#### EXERCISE INPUTS:
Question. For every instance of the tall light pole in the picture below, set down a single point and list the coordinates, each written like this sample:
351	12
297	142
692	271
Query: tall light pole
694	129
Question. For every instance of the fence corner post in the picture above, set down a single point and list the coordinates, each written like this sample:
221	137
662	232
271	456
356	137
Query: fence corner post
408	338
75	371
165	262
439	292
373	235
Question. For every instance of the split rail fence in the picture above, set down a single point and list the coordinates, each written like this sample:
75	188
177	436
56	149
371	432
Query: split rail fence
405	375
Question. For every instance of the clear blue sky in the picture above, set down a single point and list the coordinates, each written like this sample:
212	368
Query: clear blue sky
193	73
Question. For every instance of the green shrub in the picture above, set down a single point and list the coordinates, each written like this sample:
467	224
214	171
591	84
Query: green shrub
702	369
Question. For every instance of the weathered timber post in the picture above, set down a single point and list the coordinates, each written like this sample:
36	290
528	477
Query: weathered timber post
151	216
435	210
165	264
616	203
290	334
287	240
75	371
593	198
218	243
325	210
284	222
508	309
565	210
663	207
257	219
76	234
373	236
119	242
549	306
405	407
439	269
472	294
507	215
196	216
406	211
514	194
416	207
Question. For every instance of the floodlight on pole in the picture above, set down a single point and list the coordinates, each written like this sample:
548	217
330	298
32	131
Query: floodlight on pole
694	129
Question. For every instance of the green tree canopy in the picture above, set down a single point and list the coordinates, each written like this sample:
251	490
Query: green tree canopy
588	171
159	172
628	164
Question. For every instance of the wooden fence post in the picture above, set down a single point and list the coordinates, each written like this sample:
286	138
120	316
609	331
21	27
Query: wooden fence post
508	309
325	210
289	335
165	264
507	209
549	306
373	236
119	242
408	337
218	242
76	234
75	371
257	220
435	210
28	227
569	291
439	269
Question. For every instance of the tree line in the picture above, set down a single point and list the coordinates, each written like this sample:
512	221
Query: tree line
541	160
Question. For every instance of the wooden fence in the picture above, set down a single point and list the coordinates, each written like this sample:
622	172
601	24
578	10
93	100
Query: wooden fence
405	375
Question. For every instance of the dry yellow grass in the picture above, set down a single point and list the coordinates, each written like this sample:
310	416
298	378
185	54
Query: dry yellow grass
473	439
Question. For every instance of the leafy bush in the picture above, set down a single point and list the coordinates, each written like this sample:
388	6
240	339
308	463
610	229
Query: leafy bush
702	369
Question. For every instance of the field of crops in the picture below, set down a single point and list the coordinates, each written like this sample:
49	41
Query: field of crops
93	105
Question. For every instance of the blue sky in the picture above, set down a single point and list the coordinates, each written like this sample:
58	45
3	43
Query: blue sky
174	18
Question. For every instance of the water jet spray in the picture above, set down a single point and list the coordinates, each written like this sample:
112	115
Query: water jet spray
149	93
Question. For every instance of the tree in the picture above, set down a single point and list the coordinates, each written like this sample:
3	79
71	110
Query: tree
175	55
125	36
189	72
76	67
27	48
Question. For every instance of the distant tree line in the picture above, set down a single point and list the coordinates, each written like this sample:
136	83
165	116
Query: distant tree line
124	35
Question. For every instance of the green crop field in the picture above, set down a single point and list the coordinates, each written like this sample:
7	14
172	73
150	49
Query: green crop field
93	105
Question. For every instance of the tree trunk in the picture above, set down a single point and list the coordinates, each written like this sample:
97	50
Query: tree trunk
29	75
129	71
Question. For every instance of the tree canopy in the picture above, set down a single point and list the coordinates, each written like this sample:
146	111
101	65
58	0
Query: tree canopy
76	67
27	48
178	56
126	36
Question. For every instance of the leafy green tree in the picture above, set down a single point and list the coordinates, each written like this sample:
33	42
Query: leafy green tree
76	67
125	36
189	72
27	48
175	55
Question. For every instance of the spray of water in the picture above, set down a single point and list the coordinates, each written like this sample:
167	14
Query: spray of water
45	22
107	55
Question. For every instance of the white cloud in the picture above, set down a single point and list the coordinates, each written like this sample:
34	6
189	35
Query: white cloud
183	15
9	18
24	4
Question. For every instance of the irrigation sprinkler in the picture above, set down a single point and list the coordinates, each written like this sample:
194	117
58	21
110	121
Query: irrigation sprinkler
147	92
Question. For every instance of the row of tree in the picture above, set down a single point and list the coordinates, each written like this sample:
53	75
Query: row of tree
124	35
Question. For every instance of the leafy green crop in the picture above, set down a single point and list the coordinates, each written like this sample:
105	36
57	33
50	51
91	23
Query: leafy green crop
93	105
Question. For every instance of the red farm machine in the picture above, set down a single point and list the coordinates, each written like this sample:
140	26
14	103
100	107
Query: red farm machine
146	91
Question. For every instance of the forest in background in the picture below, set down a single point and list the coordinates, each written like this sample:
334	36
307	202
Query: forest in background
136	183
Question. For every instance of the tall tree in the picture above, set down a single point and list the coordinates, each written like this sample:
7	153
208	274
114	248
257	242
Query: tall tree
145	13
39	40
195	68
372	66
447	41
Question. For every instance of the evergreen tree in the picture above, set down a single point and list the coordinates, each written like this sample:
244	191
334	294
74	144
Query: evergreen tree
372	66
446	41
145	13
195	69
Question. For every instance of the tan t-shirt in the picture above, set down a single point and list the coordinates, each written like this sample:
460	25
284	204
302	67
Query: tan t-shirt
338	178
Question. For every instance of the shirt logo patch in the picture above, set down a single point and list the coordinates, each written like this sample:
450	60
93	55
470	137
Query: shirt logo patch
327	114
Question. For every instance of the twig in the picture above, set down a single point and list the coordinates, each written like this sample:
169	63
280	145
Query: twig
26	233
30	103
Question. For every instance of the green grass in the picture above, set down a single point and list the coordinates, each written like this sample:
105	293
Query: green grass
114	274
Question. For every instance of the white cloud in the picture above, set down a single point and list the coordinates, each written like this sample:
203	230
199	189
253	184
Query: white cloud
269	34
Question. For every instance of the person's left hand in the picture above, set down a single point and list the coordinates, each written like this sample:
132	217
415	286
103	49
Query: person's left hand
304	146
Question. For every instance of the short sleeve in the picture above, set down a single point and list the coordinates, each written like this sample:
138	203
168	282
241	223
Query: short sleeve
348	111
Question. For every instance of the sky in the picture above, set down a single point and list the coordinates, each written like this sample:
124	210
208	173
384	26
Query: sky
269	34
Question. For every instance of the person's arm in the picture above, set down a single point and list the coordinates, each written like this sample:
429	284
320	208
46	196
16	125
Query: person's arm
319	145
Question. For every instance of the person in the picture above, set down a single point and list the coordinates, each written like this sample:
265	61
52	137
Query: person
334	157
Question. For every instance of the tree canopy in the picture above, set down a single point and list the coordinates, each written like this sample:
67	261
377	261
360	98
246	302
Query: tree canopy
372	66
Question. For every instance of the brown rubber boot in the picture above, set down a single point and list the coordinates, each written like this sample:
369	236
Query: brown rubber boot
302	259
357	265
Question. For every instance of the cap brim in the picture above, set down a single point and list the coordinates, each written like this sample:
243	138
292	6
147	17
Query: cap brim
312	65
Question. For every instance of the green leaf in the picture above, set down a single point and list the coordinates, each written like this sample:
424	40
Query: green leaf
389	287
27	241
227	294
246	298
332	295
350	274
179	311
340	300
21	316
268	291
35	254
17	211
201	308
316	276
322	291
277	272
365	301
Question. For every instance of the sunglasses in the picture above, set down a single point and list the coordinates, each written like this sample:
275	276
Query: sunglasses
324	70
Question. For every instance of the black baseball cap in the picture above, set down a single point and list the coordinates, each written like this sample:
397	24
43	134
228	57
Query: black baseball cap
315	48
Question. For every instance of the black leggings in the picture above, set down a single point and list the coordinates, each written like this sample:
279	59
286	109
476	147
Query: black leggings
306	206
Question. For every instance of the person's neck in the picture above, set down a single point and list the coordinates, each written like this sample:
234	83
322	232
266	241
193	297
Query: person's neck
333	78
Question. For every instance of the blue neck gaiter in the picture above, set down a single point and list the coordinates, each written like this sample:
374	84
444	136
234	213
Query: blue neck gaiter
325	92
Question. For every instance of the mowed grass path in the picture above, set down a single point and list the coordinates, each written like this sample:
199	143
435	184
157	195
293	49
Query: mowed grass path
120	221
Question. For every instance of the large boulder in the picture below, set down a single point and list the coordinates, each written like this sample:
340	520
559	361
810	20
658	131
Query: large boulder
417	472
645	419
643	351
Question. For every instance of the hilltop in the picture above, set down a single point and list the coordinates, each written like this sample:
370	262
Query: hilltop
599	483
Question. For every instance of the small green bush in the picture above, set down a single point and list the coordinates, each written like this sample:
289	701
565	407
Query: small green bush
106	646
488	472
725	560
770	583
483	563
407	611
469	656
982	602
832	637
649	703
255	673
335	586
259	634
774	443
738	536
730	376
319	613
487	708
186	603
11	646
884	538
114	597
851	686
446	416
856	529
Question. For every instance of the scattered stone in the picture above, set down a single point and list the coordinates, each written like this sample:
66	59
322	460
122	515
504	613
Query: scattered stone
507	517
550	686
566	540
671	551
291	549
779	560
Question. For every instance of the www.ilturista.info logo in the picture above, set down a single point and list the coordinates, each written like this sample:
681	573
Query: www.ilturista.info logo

#### SHORT TASK:
Rewrite the data from the line that contains "Question. For every instance of the mowed" through the end, replacing every "coordinates" with "positions" and leaving all other text unchanged.

#### OUTPUT:
Question. For every instance of the mowed grass path in the picture above, set down a single point and list the positions, each written like this sample:
199	143
435	184
157	195
293	49
Query: mowed grass path
120	221
Question. For every instance of the large boulder in the picture below, set down a single point and list the positions, each written like this sample:
340	520
559	361
810	20
658	131
Query: large boulder
417	472
645	419
643	351
Question. For every instance of the hilltop in the picture above, set down a single point and list the positions, each written like this sample:
370	262
Query: hilltop
599	483
Question. For every instance of the small green bush in the picture above, set down a single point and list the positions, each written like this sample:
289	701
565	407
Query: small green bush
106	646
488	472
725	560
770	583
483	563
407	611
469	656
982	602
832	637
649	703
255	673
335	586
259	634
774	443
738	536
730	376
319	613
487	708
186	603
11	646
884	538
114	597
851	686
446	416
856	529
Question. For every instance of the scattered stone in the picture above, set down a single point and list the positions, each written like this sample:
66	59
322	460
122	515
504	613
Query: scattered stone
507	517
550	686
566	540
671	551
291	549
779	560
Question. For every instance of the www.ilturista.info logo in the picture above, set down a single point and list the positions, each written like this sample:
681	573
Query: www.ilturista.info logo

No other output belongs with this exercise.